◆ Source ◆
<<<<

Posted: Thu Mar 05, 2020 9:43 pm
by ryanjamurphy
There's a lot I love about Bookends... once references are in Bookends. Unfortunately, I continue to pine for Zotero when I'm searching for and adding references to my library. I'm hoping I'm missing something about this process.

I do most of my search/discovery/browsing for references in my browser. (Opening up the Bookends browser just for research is counterintuitive to me. From a browser, Zotero's import is blazingly fast and incredibly convenient. Once I've found a reference I want, I click the Import to Zotero Safari Extension and wait a maximum of ten seconds. Then the reference is added and a snapshot or PDF is downloaded, no matter what kind of reference I'm pulling (as it works on news articles, journal articles, book listings… you name it). In the worst case, it at least autofills the item's title and URL. Similarly, if I drag a PDF into Zotero, it finds the reference info and autopopulates metadata within ten seconds while I watch.

Here's a demo video of Zotero on three different reference types. This has worked just as pictured ~95% of the time on thousands of references over the years.


(sorry for the terrible quality, and for the annoying circling of the mouse. I was trying to draw attention to the fact that all the metadata is populated within seconds...)

>>>>

◆ Your instructions ◆
Continue the forum post comparing how Zotero and Bookends add references, starting right after its last sentence.

◆ Information given ◆
<<<<

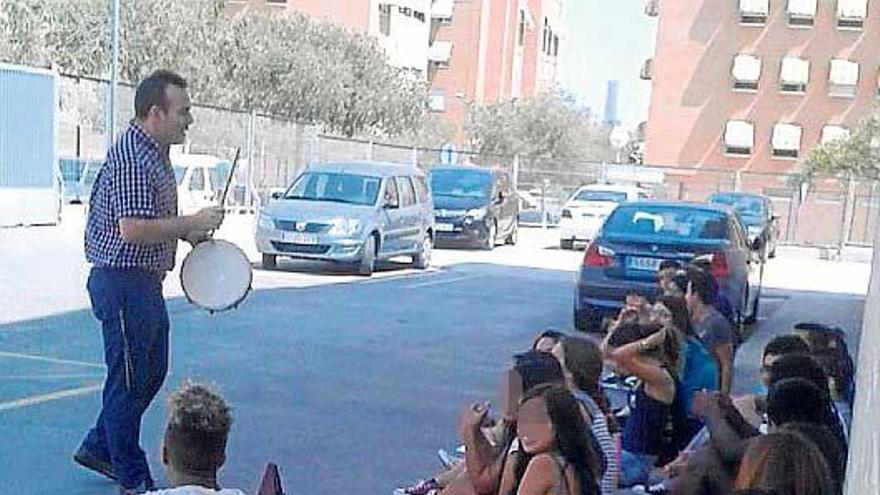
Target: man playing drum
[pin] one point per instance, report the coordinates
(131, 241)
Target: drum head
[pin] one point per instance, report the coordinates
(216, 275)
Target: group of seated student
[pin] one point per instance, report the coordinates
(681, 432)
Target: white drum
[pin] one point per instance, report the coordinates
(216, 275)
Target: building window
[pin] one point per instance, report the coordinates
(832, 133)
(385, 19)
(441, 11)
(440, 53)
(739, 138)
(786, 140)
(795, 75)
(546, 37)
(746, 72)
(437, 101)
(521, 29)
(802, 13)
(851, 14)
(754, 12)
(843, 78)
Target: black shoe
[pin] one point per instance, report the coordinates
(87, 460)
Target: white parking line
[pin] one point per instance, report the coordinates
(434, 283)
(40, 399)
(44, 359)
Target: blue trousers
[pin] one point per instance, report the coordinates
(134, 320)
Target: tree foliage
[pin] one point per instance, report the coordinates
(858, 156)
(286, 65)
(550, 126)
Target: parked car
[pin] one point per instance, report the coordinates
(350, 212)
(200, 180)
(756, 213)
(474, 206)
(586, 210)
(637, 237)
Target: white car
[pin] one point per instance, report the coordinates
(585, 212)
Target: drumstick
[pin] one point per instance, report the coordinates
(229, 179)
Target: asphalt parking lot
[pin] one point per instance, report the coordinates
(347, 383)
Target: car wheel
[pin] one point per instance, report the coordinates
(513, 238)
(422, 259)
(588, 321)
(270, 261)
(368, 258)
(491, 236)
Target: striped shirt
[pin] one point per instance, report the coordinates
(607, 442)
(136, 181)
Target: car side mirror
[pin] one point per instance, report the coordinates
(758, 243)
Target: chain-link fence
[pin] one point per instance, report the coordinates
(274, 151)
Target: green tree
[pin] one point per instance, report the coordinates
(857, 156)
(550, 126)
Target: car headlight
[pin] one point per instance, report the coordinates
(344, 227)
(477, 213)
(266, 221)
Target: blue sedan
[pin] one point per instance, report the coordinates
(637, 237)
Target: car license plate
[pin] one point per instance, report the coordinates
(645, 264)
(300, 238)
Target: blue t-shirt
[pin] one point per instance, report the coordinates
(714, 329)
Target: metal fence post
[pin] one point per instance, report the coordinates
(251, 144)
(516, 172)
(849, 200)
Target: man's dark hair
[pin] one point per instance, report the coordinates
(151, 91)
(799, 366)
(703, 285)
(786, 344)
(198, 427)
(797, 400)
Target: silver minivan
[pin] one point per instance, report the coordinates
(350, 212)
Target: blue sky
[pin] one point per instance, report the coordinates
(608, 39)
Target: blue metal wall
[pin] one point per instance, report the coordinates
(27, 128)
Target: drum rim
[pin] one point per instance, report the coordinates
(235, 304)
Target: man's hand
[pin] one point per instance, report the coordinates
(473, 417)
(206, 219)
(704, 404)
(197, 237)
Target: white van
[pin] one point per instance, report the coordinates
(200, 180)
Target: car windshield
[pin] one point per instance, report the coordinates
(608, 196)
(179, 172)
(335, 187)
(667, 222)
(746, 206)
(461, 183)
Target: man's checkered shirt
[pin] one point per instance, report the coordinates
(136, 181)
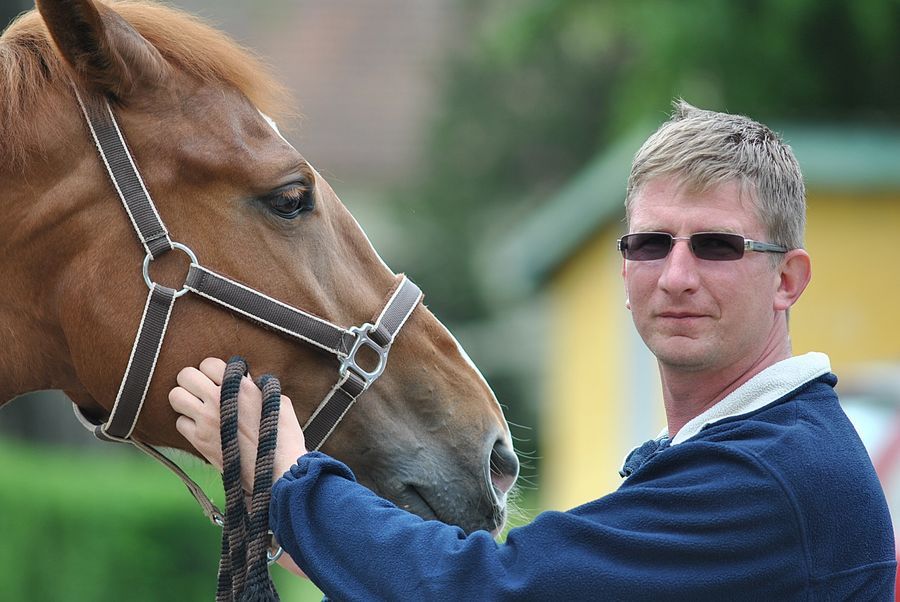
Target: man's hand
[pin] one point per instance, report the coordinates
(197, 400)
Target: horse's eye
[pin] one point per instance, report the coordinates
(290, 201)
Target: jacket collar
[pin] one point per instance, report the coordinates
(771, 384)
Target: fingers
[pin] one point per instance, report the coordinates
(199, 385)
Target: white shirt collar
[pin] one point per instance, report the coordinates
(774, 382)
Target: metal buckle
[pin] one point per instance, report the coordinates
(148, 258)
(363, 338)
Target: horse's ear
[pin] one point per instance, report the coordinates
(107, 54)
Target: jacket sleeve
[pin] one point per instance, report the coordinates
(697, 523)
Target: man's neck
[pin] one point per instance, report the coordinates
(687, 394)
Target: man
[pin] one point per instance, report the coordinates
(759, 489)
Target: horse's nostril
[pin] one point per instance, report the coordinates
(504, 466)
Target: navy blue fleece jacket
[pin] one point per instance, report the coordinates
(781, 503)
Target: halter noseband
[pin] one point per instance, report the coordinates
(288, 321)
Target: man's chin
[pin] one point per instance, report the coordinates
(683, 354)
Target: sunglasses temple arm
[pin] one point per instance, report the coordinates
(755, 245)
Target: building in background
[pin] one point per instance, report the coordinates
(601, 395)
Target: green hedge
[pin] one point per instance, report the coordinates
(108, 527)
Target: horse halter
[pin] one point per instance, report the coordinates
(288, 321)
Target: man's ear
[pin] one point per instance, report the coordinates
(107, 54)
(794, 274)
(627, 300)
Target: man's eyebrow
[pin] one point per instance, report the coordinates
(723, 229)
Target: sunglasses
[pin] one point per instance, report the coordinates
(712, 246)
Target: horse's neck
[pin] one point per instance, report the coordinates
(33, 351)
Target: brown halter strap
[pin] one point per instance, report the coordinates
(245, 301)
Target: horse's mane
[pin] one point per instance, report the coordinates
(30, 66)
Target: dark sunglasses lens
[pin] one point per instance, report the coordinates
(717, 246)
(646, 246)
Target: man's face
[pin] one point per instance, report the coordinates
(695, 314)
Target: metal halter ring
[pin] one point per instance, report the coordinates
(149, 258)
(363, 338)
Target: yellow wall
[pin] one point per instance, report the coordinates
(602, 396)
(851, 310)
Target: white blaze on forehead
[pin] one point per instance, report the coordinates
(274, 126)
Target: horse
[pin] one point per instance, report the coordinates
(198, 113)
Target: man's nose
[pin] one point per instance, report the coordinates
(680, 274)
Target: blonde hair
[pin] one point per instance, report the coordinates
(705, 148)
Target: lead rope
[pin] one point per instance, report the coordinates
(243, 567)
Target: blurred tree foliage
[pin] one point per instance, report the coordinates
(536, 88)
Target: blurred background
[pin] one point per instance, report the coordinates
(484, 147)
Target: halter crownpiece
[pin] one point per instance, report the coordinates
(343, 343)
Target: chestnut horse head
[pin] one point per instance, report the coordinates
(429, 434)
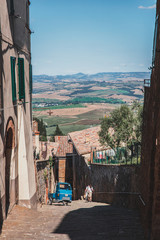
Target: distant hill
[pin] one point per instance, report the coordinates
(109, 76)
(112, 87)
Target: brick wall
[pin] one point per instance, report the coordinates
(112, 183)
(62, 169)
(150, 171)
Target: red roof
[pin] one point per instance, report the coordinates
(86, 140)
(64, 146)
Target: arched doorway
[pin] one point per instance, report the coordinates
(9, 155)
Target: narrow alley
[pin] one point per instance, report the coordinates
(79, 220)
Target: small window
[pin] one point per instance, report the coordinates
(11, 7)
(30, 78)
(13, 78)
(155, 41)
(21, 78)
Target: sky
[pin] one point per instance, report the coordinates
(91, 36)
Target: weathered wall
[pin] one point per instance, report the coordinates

>>>>

◆ Final answer ◆
Bookends is a different story. Once I've found a reference in Safari, I tap the "Open in Bookends" bookmarklet. Since the last version or two of Safari, I have to click "Allow". Then I have to wait for Bookends Browser to open with the URL. Once it's loaded (for a second time, since I already had it loaded in Safari!) I right-click on the Attachment proxy and select "Attach web page to new empty reference in library and autocomplete". Then, most of the time, Bookends won't be able to autocomplete right away and a search window will appear. Then I have to re-type or copy+paste the item title and search. Then I have to select the right item and hit Import. And that will only work if the reference is a scholarly work. If it's on a newspaper or blog, it will fail to pull anything (not even a title!) and I will have to manually add those details.

The contrast between these two experiences is so awful that I assume I'm doing something incredibly wrong. I also haven't seen anyone else talk about the differences, so I'm convinced of my own incompetence. I've tried to figure out what I should be doing, but have failed even though I've been using Bookends for over a year.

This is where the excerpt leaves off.